→ **Problem description**:
Output exactly, with nothing added, the entries from the first line through the line with "negative clicks: (82, 934)".

*** Opening of Data extracts ***

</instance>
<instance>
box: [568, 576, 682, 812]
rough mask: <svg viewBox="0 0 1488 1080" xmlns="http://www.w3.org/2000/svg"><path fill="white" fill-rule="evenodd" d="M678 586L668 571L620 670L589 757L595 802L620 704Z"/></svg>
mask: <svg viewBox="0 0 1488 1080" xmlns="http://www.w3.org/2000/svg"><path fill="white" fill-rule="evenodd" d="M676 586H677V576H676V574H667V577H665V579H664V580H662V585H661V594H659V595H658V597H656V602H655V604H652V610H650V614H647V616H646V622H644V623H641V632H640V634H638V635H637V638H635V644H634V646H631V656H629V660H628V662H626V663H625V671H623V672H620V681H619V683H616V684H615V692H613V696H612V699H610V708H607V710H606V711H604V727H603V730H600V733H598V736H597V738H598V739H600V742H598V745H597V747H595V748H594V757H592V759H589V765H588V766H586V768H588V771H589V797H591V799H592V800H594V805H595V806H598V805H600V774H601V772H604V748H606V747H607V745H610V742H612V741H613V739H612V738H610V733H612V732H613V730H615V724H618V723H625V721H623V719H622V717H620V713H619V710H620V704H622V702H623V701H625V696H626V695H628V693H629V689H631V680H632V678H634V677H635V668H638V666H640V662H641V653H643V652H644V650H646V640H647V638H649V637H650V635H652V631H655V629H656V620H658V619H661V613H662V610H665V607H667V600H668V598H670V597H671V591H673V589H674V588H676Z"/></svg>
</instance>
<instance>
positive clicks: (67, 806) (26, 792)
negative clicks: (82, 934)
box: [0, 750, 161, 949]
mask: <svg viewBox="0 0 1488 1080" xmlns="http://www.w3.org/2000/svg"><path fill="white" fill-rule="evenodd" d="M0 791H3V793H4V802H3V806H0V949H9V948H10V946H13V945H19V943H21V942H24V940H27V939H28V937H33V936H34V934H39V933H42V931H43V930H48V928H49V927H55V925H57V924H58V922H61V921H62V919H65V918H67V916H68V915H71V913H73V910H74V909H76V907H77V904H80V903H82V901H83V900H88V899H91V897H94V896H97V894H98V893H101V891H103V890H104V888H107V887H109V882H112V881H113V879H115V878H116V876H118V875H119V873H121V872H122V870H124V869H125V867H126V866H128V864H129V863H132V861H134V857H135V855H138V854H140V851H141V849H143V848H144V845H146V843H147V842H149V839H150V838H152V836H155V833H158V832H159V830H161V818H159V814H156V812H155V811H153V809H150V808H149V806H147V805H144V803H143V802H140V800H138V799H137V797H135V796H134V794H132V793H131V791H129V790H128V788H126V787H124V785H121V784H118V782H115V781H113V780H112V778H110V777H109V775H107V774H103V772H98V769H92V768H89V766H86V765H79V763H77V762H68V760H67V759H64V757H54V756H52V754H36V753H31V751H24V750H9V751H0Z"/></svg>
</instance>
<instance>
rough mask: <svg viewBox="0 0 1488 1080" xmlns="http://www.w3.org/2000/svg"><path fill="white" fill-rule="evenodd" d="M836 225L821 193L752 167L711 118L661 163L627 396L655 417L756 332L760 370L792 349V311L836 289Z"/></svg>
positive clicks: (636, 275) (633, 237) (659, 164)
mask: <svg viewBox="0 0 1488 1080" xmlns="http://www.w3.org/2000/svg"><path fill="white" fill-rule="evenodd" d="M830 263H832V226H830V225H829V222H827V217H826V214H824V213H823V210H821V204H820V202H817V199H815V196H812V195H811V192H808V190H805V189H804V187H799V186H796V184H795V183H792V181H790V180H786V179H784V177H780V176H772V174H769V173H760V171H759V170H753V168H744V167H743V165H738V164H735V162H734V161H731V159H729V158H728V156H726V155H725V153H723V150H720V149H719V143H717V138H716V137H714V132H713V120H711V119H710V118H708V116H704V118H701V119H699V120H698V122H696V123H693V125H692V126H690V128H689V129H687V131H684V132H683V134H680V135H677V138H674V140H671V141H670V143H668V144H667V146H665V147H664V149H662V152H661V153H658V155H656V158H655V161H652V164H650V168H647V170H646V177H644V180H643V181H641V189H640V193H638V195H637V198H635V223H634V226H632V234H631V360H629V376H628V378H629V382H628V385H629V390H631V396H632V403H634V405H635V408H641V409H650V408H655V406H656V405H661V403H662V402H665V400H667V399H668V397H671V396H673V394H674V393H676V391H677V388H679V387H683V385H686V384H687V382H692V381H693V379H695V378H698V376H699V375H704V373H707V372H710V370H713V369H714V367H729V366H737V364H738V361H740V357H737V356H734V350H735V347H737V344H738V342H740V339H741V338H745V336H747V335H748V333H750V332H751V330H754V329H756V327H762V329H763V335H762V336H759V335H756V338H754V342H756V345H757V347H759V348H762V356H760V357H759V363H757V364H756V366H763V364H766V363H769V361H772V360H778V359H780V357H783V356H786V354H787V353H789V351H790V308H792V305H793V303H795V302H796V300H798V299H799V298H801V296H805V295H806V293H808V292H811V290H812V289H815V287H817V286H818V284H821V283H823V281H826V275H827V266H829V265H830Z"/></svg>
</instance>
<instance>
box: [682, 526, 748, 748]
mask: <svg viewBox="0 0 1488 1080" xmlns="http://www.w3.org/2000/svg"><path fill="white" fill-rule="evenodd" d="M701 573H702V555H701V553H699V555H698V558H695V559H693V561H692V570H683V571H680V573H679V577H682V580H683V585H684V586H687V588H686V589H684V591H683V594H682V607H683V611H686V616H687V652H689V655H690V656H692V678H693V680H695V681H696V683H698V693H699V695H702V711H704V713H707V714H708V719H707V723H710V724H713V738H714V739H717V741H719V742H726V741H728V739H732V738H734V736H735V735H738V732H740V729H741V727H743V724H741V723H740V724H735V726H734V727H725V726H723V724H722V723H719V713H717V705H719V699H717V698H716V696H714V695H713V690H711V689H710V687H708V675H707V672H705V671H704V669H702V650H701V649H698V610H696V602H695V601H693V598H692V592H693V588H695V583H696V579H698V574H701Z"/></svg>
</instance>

*** Close of Data extracts ***

→ **Response to this task**:
</instance>
<instance>
box: [568, 576, 682, 812]
rough mask: <svg viewBox="0 0 1488 1080" xmlns="http://www.w3.org/2000/svg"><path fill="white" fill-rule="evenodd" d="M678 586L668 571L620 670L589 757L595 802L620 704Z"/></svg>
mask: <svg viewBox="0 0 1488 1080" xmlns="http://www.w3.org/2000/svg"><path fill="white" fill-rule="evenodd" d="M676 586H677V576H676V574H667V577H665V579H664V580H662V585H661V594H659V595H658V597H656V602H655V604H652V610H650V614H647V616H646V622H644V623H641V632H640V634H638V635H637V638H635V644H634V646H631V656H629V660H628V662H626V663H625V671H623V672H620V681H619V683H616V684H615V692H613V696H612V699H610V708H607V710H606V711H604V727H603V730H600V733H598V736H597V738H598V739H600V742H598V745H597V747H595V748H594V757H592V759H589V765H588V766H586V768H588V771H589V797H591V799H592V800H594V805H595V806H598V805H600V774H601V772H604V748H606V747H607V745H610V742H612V741H613V739H612V738H610V733H612V732H613V730H615V724H618V723H625V721H623V719H622V717H620V713H619V710H620V704H622V702H623V701H625V696H626V695H628V693H629V689H631V680H632V678H634V677H635V668H638V666H640V662H641V653H643V652H644V650H646V640H647V638H649V637H650V635H652V631H655V629H656V620H658V619H661V613H662V610H665V607H667V600H668V598H670V597H671V591H673V589H674V588H676Z"/></svg>
</instance>
<instance>
positive clicks: (67, 806) (26, 792)
negative clicks: (82, 934)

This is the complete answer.